EXERCISE INSTRUCTIONS:
a - From the article on Oregon's proposed boat-draining law, list every highway or interstate named as the site of a boat-inspection station.
b - Pick up the article on Oregon's proposed boat-draining law after its final sentence and write the next portion.

EXCERPTED TEXT:
:::::

Oregon boaters will have to pull their plugs and drain their crafts before leaving boat ramps under a proposed law aimed at strengthening the state's fight against aquatic invasive species.

House Bill 2321 now winding through the Oregon Legislature would require that operators of any boat with a drain plug would have to pull the plug and remove all standing water, any of which could contain aquatic hitchhikers such as quagga mussels or water fleas, according to the bill's latest draft.

The legislation comes at the behest of the Oregon State Marine Board and others who see a need for more protections against invasives than Oregon's boat-inspection stations like the one along Interstate 5 at the Ashland weigh station.

"It will complete the tool kit in a lot of ways," said Rick Boatner, aquatic invasive species prevention coordinator for the Oregon Department of Fish and Wildlife.

Violators would face fines of up to $50 for motorized boats and $30 for nonmotorized boats, the bill states.

The bill's language exempts boats without drain plugs, such as inflatable and hardshell kayaks. It also exempts law enforcement and other emergency-responder watercrafts.

The bill would make it a Class C misdemeanor for those hauling boats to bypass a check station, and would give clear authority to police officers to force boat haulers who skip boat stations to return for an inspection and, if necessary, decontamination.

Current wording in the law has led to different interpretations by various police agencies at the boat-inspection stations on I-5, Highway 97 near Lakeview, Highway 101 near Brookings and Highway 395 and Interstate 84 in northeast Oregon, Boatner said.

Those cited for bypassing inspection stations currently face citations with $110 fines. The bill would raise the maximum fine to $250.

The bill also calls for civil penalties of up to $6,250 for people who knowingly transport aquatic invasive species banned in Oregon.

:::::

GIVEN RECORDS:

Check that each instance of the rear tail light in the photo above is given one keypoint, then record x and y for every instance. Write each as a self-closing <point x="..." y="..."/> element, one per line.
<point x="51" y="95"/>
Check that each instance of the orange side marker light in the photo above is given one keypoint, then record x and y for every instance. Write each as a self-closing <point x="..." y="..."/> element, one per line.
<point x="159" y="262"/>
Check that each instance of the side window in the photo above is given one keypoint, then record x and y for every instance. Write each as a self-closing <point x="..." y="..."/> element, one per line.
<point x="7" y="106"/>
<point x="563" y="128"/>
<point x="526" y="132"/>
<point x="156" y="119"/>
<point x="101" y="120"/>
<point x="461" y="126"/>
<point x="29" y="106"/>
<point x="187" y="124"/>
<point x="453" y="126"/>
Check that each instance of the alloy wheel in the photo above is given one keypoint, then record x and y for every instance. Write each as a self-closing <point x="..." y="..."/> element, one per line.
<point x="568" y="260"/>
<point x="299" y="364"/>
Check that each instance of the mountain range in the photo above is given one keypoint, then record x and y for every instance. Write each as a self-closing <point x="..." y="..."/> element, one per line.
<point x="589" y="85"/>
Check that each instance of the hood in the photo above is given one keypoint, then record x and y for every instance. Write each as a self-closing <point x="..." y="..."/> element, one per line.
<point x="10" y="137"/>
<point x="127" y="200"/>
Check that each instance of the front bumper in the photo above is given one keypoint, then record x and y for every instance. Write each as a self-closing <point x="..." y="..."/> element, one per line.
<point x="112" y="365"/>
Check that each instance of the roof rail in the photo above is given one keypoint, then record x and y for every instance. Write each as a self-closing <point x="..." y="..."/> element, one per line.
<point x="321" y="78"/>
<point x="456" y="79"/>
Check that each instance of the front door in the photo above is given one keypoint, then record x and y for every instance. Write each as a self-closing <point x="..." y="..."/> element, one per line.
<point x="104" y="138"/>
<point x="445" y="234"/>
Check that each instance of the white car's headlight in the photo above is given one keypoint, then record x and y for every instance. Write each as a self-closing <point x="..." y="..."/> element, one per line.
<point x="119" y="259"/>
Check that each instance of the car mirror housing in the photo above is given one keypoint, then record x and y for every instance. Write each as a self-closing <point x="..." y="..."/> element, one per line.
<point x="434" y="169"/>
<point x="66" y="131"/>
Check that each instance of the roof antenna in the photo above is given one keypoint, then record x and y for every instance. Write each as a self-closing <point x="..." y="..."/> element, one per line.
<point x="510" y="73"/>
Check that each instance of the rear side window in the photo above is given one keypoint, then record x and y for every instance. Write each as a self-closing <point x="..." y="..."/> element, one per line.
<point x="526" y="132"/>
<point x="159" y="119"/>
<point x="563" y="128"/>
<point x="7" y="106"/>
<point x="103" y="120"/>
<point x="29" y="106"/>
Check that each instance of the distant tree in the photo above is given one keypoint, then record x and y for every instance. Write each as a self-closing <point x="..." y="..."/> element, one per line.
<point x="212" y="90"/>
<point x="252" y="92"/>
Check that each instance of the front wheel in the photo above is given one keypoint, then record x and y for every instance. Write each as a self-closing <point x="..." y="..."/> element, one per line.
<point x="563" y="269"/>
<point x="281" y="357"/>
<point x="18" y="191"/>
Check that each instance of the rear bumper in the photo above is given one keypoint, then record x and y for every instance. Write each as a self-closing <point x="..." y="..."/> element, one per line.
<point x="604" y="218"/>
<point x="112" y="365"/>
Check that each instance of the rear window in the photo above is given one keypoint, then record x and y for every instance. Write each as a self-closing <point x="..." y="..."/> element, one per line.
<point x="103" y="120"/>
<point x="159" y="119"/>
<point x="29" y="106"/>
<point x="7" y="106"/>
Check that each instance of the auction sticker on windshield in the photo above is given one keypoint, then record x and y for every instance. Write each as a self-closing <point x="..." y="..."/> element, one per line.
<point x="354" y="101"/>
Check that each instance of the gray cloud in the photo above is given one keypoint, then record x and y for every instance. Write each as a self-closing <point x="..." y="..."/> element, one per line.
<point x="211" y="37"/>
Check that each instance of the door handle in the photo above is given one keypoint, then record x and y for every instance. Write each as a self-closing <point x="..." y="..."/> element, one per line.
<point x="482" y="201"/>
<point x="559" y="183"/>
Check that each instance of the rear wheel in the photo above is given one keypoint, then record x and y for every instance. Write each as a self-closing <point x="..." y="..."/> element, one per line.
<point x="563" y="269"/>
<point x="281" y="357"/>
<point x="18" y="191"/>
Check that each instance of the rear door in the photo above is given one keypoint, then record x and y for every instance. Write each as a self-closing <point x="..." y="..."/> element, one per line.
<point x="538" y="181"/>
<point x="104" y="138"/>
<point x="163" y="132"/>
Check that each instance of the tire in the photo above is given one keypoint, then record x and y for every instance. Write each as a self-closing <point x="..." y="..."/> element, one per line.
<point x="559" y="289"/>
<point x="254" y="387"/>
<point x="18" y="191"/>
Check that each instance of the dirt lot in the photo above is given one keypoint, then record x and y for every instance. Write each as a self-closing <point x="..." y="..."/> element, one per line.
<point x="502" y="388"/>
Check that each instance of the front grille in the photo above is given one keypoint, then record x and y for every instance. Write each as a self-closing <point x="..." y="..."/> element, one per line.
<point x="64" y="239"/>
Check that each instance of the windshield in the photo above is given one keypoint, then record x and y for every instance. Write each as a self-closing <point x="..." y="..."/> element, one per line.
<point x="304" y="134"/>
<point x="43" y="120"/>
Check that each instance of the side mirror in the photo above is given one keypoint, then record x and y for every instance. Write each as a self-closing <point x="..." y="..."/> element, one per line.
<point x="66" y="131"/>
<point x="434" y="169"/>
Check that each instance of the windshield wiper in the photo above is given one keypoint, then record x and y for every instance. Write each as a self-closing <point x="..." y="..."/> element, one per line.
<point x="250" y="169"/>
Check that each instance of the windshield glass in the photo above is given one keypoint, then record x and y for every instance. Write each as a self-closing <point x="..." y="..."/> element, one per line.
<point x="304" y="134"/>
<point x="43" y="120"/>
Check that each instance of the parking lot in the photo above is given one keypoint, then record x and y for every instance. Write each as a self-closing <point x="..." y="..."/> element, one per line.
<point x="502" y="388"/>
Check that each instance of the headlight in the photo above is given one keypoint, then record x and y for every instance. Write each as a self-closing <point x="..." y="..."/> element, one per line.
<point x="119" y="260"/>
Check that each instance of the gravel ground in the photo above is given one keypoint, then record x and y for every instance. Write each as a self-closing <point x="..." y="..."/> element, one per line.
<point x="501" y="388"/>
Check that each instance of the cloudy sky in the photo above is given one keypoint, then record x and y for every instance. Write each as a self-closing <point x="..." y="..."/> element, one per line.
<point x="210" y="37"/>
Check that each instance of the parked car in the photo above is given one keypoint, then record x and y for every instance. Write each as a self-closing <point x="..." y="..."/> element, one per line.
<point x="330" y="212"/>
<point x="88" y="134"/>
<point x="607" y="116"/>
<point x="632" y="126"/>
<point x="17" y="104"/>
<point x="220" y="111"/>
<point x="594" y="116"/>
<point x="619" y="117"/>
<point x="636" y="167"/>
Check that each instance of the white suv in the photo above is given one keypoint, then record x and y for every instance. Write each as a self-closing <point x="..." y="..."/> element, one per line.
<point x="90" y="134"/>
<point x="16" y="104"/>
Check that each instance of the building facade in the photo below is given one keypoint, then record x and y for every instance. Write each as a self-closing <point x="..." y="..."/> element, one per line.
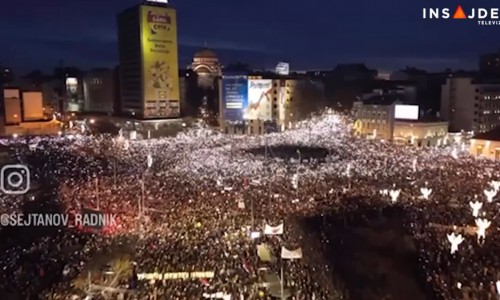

:::::

TASK-BY-TASK RESULTS:
a - Interstate 5, Highway 97, Highway 101, Highway 395, Interstate 84

b -
The bill passed the Oregon House by a 54-3 vote April 26, and the Senate Environment and Natural Resources Committee held a hearing on it Monday. A committee vote has not been scheduled.

The bill is supported by Trout Unlimited and other groups.

The boat-inspection program is meant to stave off infestations by aquatic invasive species that could overrun Oregon waterways and potentially cost the state tens of millions of dollars annually.

One estimate puts a $25 million price tag on dealing with invasive mussels in the Columbia River alone in one year should they populate that river.

Already this year, a 41-foot yacht infested with zebra mussels was intercepted at the I-84 check station. In April, a boat infested with quagga mussels was discovered and decontaminated at the Ashland station, according to ODFW.

The program costs about $500,000 annually and is paid by $5 annual fees for invasive-species passes needed for every boat 10 feet and longer when launched in public waterways.

The Oregon Legislature in 2009 created invasive species boat permits to fund a coordinated effort to ensure that environmental wrecking balls such as zebra and quagga mussels don't enter Oregon on boats coming from infected waterways, such as Arizona's Lake Havasu and Lake Mead.